● **Fonte**
════════════════
Nesta vertente do Património Local da Educação, o projecto MRIR direcciona-se para a realização de um inventário sobre a cultura material da escola (VIÑAO, 2008: 29), cujos procedimentos metodológicos se concentram em três áreas: 

Memória da Educação Local: inventariação da toponímia local ligada à educação e ao ensino e sua explicação; património construído ou vestígios (edifícios escolares); iconografia relacionada com os edifícios e com a população escolar, docente e discente; estatísticas escolares (exames, frequência escolar); efemérides locais relacionadas com a educação, o ensino e a escola; 

Contributo da Imprensa Regional para a Memória da Educação e da Escola em contexto rural: imprensa social e imprensa escolar (notícias, reportagens, visitas de estudo, excursões, etc.); 

Inventariação de Biografias de instituições (ensino e cultura), e de pessoas (personalidades locais, professores, antigos alunos, etc.);

Este Eixo 2 do projecto MRIR contempla o desenvolvimento de investigação e de conhecimento acerca do Património Local da Educação de modo a construir materiais susceptíveis de serem utilizados na terceira fase do projecto (Eixo 3: Educação). As actividades circunscritas pelo Eixo 2 – Património compreendem tarefas de investigação e produção de conhecimento centradas na realização de recolhas bibliográficas, trabalho de campo e compilação de dados a partir de fontes secundárias. Pretende-se, essencialmente, gerar conhecimentos inovadores no campo da história da educação, pela consideração de temáticas pouco estudadas no contexto português e, sobretudo, ao nível regional-local.
════════════════
● **O que fazer**
1. No texto sobre o projeto MRIR, que nome é dado à terceira fase do projeto?
2. Transcreva do texto sobre o projeto MRIR o trecho que vai de "Inventariação de Biografias" a "ao nível regional-local.".
3. Prossiga o texto sobre o projeto MRIR a partir do ponto em que ele termina.
O material apresentado a seguir é independente do texto sobre o projeto MRIR.

● **Excerto de origem**
════════════════
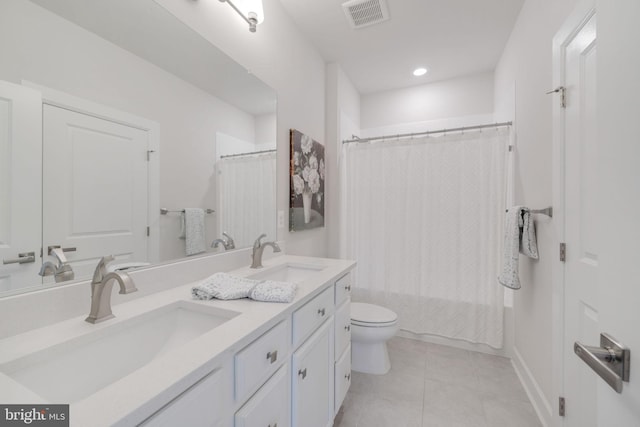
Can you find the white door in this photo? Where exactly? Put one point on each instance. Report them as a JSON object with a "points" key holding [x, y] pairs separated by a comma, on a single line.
{"points": [[581, 222], [601, 206], [95, 195], [20, 185], [619, 167]]}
════════════════
● **Respostas às tarefas**
1. A terceira fase é o Eixo 3: Educação.

2.
Inventariação de Biografias de instituições (ensino e cultura), e de pessoas (personalidades locais, professores, antigos alunos, etc.);

Este Eixo 2 do projecto MRIR contempla o desenvolvimento de investigação e de conhecimento acerca do Património Local da Educação de modo a construir materiais susceptíveis de serem utilizados na terceira fase do projecto (Eixo 3: Educação). As actividades circunscritas pelo Eixo 2 – Património compreendem tarefas de investigação e produção de conhecimento centradas na realização de recolhas bibliográficas, trabalho de campo e compilação de dados a partir de fontes secundárias. Pretende-se, essencialmente, gerar conhecimentos inovadores no campo da história da educação, pela consideração de temáticas pouco estudadas no contexto português e, sobretudo, ao nível regional-local.

3.
Neste Eixo serão contemplados os seguintes aspectos: 

– Produção de materiais susceptíveis de serem utilizados na concepção de Currículos de Educação Local (E3); 

– Identificação de construções vestigiais e edifícios funcionais que agregam valor ao Património Local da Educação; 

– Valorização dos recursos humanos e a rentabilização dos equipamentos culturais nos municípios envolvidos neste projeto; 

– Conservação do Património Local da Educação para futura memória. 

Os produtos resultantes do trabalho de investigação produzido neste Eixo darão origem a:

– Exposições e/ou Arquivos digitais (online) subordinados ao tema do Património Local da Educação;

– Visitas de estudo (a respeito da toponímia, edifícios, vestígios ou efemérides ligadas ao património local da educação); 

– Publicações científicas e temáticas subordinadas ao tema: Património Local da Educação, incluindo a publicação de capítulos a integrar uma monografia que contemplará os três Eixos do projecto (Memória, Património, Educação);

Texto: Ana Isabel Madeira & Helena Cabeleira (2021)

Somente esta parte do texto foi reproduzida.